▶ _Quoted passage_
----

Re: Possible or not ?

Erick Erickson Fri, 05 Jun 2015 08:38:36 -0700

Picking up on Alessandro's point. While you can post all these docs
and commit at the end, unless you do a hard commit (
openSearcher=true or false doesn't matter), then if your server should
abnormally terminate for _any_ reason, all these docs will be
replayed on startup from the transaction log.


I'll also echo Alessandro's point that I don't see the advantage of this.
Personally I'd set my hard commit interval with openSearcher=false
to something like 60000 (60 seconds it's in milliseconds) and forget
about it. You're not imposing  much extra load on the system, you're
durably saving your progress, you're avoiding really, really, really
long restarts if your server should stop for some reason.

If you don't want the docs to be _visible_ for searches, be sure your
autocommit has openSearcer set to false and disable soft commits
(set the interval to -1 or remove it from your solrconfig).

Best,
Erick

On Fri, Jun 5, 2015 at 8:21 AM, Alessandro Benedetti
<benedetti.ale...@gmail.com> wrote:
> I can not see any problem in that, but talking about commits I would like
> to make a difference between "Hard" and "Soft" .
>
> Hard commit -> durability
> Soft commit -> visibility
>
> I suggest you this interesting reading :
> https://lucidworks.com/blog/understanding-transaction-logs-softcommit-and-commit-in-sorlcloud/
> It's an old interesting Erick post.
>
> It explains you better what are the differences between different commit
> types.
>
> I would put you in this scenario :
>
> Heavy (bulk) indexing
>>
>> The assumption here is that you’re interested in getting lots of data to
>> the index as quickly as possible for search sometime in the future. I’m
>> thinking original loads of a data source etc.

----

▶ _Tasks_
**A.** In the Solr commit thread, what hard commit interval does Erick suggest setting with openSearcher=false?
**B.** Carry on the Solr commit thread from the point where it stops.
The records play no part in the work on the Solr commit thread.

▶ _Recorded information_

----

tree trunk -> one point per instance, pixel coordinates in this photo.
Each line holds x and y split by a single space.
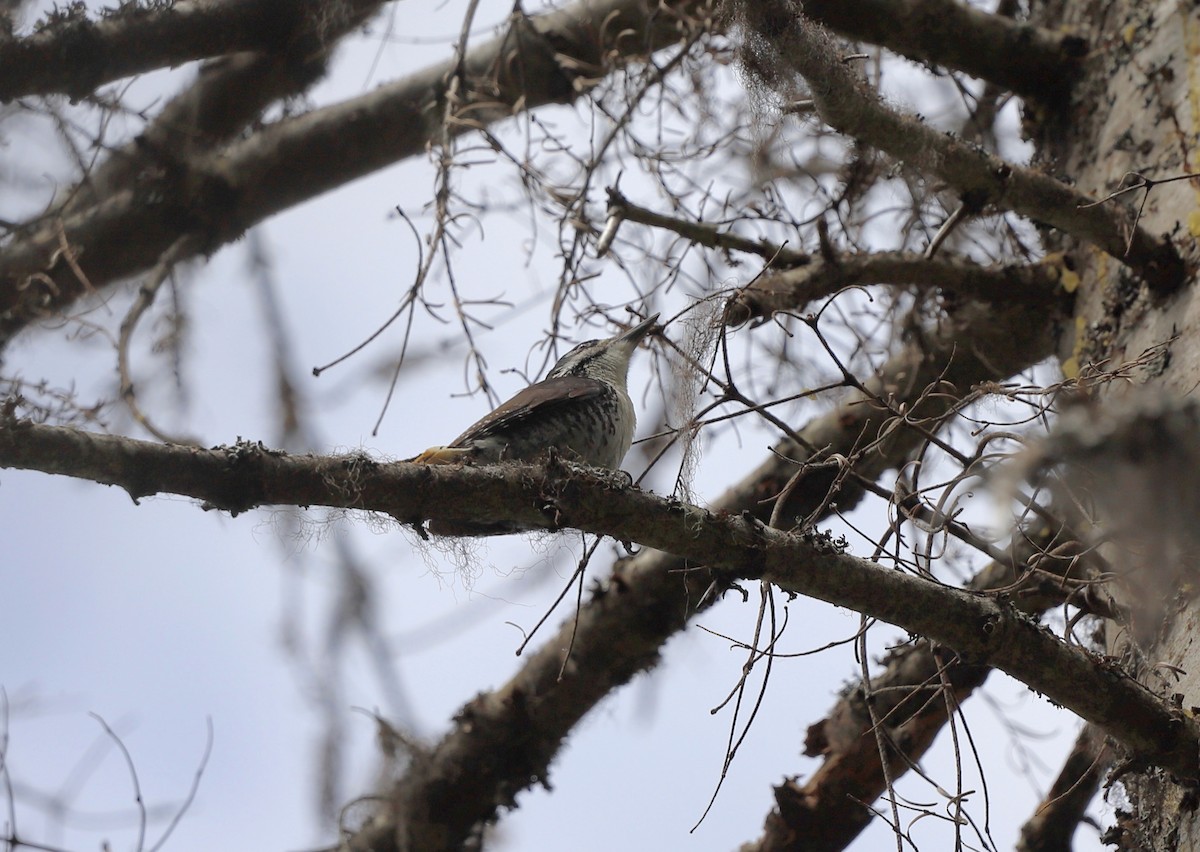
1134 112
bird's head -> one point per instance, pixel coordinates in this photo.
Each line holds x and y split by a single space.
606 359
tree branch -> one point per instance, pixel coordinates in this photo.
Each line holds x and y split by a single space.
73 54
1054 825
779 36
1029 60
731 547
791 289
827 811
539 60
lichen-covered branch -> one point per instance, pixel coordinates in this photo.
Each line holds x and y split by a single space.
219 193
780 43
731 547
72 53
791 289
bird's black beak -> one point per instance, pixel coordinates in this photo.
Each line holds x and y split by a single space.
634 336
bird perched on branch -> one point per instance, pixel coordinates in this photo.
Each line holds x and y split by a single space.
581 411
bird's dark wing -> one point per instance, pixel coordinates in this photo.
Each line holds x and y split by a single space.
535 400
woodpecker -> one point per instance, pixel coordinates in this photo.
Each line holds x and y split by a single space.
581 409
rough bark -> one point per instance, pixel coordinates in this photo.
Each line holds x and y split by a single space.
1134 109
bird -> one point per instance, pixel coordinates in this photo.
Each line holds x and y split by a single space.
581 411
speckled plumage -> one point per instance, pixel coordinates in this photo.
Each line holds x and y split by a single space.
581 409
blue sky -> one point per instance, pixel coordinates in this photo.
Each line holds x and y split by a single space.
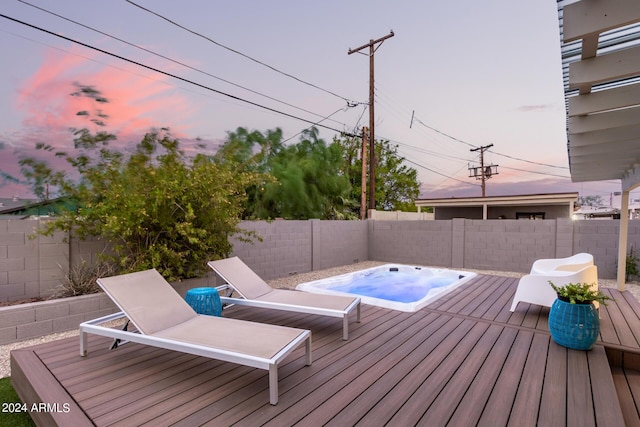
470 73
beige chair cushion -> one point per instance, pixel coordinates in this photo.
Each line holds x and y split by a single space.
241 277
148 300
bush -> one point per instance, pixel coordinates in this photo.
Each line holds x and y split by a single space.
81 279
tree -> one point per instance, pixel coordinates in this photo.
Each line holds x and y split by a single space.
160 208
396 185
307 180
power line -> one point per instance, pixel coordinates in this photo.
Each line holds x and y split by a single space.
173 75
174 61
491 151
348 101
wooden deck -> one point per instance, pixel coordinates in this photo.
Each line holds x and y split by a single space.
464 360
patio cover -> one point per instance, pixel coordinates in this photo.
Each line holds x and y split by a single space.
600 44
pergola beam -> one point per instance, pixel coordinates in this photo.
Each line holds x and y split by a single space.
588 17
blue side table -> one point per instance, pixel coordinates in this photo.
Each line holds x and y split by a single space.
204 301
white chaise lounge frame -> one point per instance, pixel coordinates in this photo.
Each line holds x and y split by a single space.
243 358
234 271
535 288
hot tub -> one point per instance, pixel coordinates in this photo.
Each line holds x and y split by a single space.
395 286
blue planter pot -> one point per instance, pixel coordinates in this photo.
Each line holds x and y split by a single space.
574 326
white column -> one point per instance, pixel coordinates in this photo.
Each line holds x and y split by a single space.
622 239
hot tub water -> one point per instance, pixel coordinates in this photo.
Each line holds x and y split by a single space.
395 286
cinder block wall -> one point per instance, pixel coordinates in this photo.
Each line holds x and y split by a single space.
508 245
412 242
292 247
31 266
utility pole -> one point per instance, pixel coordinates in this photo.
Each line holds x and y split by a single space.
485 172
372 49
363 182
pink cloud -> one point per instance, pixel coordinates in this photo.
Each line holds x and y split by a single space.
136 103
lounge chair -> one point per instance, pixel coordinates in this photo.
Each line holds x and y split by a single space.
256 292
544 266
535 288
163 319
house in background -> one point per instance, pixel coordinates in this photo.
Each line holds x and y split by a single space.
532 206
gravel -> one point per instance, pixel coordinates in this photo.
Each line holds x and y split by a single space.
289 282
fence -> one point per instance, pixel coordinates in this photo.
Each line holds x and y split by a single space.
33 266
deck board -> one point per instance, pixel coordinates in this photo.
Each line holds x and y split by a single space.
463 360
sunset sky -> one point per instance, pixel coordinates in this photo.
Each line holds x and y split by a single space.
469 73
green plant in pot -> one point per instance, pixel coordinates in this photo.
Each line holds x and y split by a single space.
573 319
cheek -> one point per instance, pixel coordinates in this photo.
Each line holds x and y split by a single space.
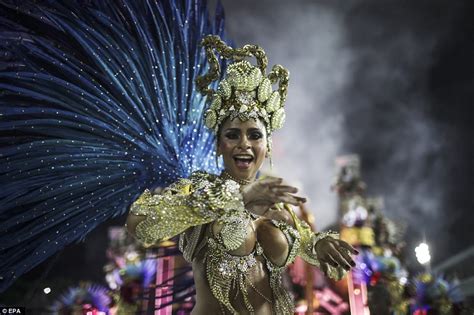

----

▶ _Task-by-task results_
**A.** Something like 60000 milliseconds, which is 60 seconds.

**B.**
>>
>>    - Set your soft commit interval quite long. As in 10 minutes or even
>>    longer (-1 for no soft commits at all). *Soft commit is about
>>    visibility, *and my assumption here is that bulk indexing isn’t about
>>    near real time searching so don’t do the extra work of opening any kind of
>>    searcher.
>>    - Set your hard commit intervals to 15 seconds, openSearcher=false.
>>    Again the assumption is that you’re going to be just blasting data at 
>> Solr.
>>    The worst case here is that you restart your system and have to replay 15
>>    seconds or so of data from your tlog. If your system is bouncing up and
>>    down more often than that, fix the reason for that first.
>>    - Only after you’ve tried the simple things should you consider
>>    refinements, they’re usually only required in unusual circumstances. But
>>    they include:
>>       - Turning off the tlog completely for the bulk-load operation
>>       - Indexing offline with some kind of map-reduce process
>>       - Only having a leader per shard, no replicas for the load, then
>>       turning on replicas later and letting them do old-style replication to
>>       catch up. Note that this is automatic, if the node discovers it is “too
>>       far” out of sync with the leader, it initiates an old-style 
>> replication.
>>       After it has caught up, it’ll get documents as they’re indexed to the
>>       leader and keep its own tlog.
>>       - etc.
>>
>>
> Actually you could do the commit only at the end, but I can not see any
> advantage in that.
> I suggest you to play with auto hard/soft commit config and get a better
> idea of the situation !
>
> Cheers
>
> 2015-06-05 16:08 GMT+01:00 Bruno Mannina <bmann...@free.fr>:
>
>> Hi Alessandro,
>>
>> I'm actually on my dev' computer, so I would like to post 1 000 000 xml
>> file (with a structure defined in my schema.xml)
>>
>> I have already import 1 000 000 xml files by using
>> bin/post -c mydb /DATA0/1 /DATA0/2 /DATA0/3 /DATA0/4 /DATA0/5
>> where /DATA0/X contains 20 000 xml files (I do it 20 times by just
>> changing X from 1 to 50)
>>
>> I would like to do now
>> bin/post -c mydb /DATA1
>>
>> I would like to know If my SOLR5 will run fine and no provide an memory
>> error because there are too many files
>> in one post without doing a commit?
>>
>> The commit will be done at the end of 1 000 000.
>>
>> Is it ok ?
>>
>>
>>
>> Le 05/06/2015 16:59, Alessandro Benedetti a écrit :
>>
>>> Hi Bruno,
>>> I can not see what is your challenge.
>>> Of course you can index your data in the flavour you want and do a commit
>>> whenever you want…
>>> Are those xml Solr xml ?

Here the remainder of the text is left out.